**目的 A**
リストから「chocolate」という語を含む行をすべて集める。

**記事抜粋**
::::::::

4月25日(金)より全国公開される映画『今日の空が一番好き、とまだ言えない僕は』は、お笑い芸人の福徳秀介さん(ジャルジャル)が作家デビューを飾った同名作品を実写映画化。思いがけない出来事が運命を変える、恋しくて切ないラブストーリーで冴えない大学生活をおくる主人公・小西徹を演じた萩原利久さんにインタビュー!
“セレンディピティ”がもたらす最高純度のラブストーリー

ドラマ「美しい彼」で大ブレイクを果たした萩原利久さんは、以降も話題作に絶えず出演している演劇界の若き才能。最新作『今日の空が一番好き、とまだ言えない僕は』では、本来の輝きと爽やかさを封印し、うっそうとした影のある主人公・小西を怪演する。
「彼の先を僕は応援したいです。小西はすごく一生懸命生きているんです。周りの人から見たら変に映っているかもしれないけれど、至って真面目に生きているし、彼のなかで考えて考えて悶えている。感受性が豊かだから生きづらさを感じているのかもしれないです」
「人として好きなところはたくさんある」と語りながらも、「自分のなかには落とし込まずに別軸に小西を作った」という萩原さん。シンプルすぎて複雑なのか、シンプルに複雑なのか。小西というキャラクターは痛々しくも愛らしい、人間らしい人物だ。
「小西を演じるうえでは、僕の要素は削ぎ落としました。それは、僕がめちゃくちゃポジティブだから。小西のように『誰々にこう思われているかもしれない…』と、僕は悩めないタイプです。そう思ってしまう気持ちもすごく分かるんですけど、『自分でどうしようもないじゃん』と割り切れるんです。僕自身、合理的な部分があるしすぐに行動しないと気が済まない性格なので、冷たい言い方をしてしまうと小西の“痛み”を分かりきれていない側面があるのかもしれません。だから、演じた後の今も、小西のことを簡潔に説明しようとしても難しいのだと思います」

そんな小西という役柄に対して萩原さんはこれまでにない新しいアプローチで挑んだのだそう。

::::::::

**提供資料**
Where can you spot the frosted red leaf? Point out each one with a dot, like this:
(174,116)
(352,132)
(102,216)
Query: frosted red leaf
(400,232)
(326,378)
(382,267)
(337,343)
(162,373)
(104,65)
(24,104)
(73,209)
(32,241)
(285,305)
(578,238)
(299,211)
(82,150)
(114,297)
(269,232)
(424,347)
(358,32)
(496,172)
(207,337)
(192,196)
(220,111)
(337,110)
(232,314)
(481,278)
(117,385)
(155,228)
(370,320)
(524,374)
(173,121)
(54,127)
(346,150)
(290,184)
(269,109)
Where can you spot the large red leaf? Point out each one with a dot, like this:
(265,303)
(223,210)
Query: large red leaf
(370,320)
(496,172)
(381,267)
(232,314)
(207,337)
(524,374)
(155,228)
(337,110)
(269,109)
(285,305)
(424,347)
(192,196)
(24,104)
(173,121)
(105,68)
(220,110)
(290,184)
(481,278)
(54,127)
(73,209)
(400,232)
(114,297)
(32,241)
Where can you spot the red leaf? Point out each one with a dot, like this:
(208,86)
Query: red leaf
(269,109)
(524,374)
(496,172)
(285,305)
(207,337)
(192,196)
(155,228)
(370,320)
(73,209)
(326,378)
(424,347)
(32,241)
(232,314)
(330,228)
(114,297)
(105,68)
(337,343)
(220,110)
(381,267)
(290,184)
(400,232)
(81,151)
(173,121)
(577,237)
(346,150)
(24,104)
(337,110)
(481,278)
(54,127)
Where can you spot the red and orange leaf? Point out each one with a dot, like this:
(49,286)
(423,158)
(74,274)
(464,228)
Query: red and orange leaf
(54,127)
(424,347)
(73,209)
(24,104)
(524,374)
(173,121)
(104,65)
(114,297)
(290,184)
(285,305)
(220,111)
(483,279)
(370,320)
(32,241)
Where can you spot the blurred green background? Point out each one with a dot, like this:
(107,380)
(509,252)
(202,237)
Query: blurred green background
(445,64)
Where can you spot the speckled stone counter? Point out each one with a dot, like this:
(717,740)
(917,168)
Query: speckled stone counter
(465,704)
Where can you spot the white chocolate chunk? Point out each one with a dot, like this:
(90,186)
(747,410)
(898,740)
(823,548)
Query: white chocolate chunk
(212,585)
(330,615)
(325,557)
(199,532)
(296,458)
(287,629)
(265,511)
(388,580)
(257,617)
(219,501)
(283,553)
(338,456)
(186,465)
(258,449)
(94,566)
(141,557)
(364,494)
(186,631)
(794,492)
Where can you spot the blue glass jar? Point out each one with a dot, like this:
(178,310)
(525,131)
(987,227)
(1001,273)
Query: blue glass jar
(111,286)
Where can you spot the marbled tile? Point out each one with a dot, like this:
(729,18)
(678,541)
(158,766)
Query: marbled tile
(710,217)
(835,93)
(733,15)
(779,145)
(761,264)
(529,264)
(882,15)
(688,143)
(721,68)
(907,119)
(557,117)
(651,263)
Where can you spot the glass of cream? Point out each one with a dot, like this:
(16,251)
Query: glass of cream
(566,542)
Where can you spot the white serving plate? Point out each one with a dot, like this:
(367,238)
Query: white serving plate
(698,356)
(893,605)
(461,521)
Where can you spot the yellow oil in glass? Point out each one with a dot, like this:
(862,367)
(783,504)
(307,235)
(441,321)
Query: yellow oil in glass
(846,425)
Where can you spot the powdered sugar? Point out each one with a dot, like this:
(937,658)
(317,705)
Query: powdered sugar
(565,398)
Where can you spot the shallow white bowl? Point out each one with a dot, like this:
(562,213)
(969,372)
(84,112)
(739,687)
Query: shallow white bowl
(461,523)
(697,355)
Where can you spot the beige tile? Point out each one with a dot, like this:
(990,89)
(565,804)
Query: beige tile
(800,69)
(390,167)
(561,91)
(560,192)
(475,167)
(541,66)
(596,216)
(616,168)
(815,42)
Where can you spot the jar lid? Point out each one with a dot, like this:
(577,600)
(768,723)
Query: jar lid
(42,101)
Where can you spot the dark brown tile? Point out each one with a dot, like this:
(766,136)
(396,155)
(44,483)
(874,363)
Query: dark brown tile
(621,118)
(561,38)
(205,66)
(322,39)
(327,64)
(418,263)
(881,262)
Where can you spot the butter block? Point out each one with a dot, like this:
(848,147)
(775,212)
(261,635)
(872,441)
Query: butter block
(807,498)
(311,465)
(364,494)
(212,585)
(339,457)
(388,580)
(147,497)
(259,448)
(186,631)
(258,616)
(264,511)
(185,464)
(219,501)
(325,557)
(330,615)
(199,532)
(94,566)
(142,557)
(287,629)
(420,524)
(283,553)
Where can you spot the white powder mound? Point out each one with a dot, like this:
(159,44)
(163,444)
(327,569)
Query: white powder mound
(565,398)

::::::::

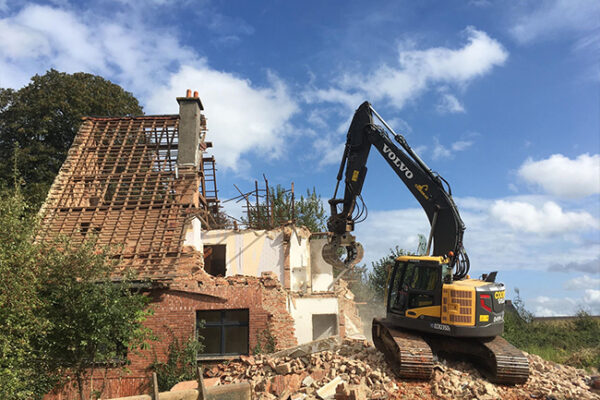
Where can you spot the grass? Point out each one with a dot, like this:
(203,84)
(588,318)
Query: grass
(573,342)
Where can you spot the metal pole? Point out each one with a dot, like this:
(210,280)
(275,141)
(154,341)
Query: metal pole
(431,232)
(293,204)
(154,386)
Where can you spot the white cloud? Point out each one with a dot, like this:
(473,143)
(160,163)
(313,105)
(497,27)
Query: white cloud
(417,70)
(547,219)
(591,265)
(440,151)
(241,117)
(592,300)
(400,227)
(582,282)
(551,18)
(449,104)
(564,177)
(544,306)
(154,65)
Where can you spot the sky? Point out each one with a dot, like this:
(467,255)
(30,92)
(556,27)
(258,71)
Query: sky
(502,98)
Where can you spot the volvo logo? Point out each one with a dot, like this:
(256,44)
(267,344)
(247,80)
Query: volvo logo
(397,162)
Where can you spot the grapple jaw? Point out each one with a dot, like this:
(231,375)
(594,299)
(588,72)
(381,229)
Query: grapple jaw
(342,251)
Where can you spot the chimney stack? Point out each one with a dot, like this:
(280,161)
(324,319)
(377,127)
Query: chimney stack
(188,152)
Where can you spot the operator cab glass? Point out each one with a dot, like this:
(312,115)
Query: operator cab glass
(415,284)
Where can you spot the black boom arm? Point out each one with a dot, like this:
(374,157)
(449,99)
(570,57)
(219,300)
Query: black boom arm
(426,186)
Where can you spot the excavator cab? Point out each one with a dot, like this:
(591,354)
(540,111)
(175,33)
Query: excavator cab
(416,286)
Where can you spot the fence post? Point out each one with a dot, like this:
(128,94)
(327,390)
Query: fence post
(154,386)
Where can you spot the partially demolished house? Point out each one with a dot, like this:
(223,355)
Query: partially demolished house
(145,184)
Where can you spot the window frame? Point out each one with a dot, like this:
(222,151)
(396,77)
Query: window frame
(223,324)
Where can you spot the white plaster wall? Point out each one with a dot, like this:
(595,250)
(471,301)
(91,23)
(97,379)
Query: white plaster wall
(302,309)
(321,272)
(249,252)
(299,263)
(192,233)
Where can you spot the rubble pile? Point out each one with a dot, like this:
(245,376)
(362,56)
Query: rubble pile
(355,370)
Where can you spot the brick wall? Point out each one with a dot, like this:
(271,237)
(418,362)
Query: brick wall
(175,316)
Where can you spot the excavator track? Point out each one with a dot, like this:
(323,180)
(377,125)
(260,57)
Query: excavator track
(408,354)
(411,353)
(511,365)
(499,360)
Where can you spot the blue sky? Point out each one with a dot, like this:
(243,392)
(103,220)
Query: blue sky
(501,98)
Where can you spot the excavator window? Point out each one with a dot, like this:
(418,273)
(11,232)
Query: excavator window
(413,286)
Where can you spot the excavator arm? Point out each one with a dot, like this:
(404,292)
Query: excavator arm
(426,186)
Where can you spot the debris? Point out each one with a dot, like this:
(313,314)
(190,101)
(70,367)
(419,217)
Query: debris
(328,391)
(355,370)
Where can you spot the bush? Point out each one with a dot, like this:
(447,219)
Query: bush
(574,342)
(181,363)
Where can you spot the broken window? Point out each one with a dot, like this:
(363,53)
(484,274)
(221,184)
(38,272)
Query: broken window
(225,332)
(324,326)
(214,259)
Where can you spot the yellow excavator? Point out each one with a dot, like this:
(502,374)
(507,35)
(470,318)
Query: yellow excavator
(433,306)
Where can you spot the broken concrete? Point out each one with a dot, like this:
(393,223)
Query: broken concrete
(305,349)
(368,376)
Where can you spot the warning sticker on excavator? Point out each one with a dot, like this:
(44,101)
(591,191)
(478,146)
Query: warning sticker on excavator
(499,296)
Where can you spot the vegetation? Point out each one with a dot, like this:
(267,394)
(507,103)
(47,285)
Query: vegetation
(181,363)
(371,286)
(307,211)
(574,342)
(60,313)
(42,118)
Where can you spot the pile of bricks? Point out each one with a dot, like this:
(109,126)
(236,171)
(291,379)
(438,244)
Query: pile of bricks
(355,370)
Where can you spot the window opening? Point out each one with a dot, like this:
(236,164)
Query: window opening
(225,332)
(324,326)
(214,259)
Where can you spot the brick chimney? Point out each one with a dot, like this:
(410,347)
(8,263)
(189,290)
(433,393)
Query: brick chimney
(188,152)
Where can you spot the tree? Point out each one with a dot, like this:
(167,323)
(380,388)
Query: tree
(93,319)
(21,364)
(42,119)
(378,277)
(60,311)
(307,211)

::::::::

**目的 B**
記事によると、萩原利久さんが大ブレイクを果たしたドラマは何か。

**回答 A**
Where can you spot the white chocolate chunk? Point out each one with a dot, like this:
Query: white chocolate chunk

**回答 B**
「美しい彼」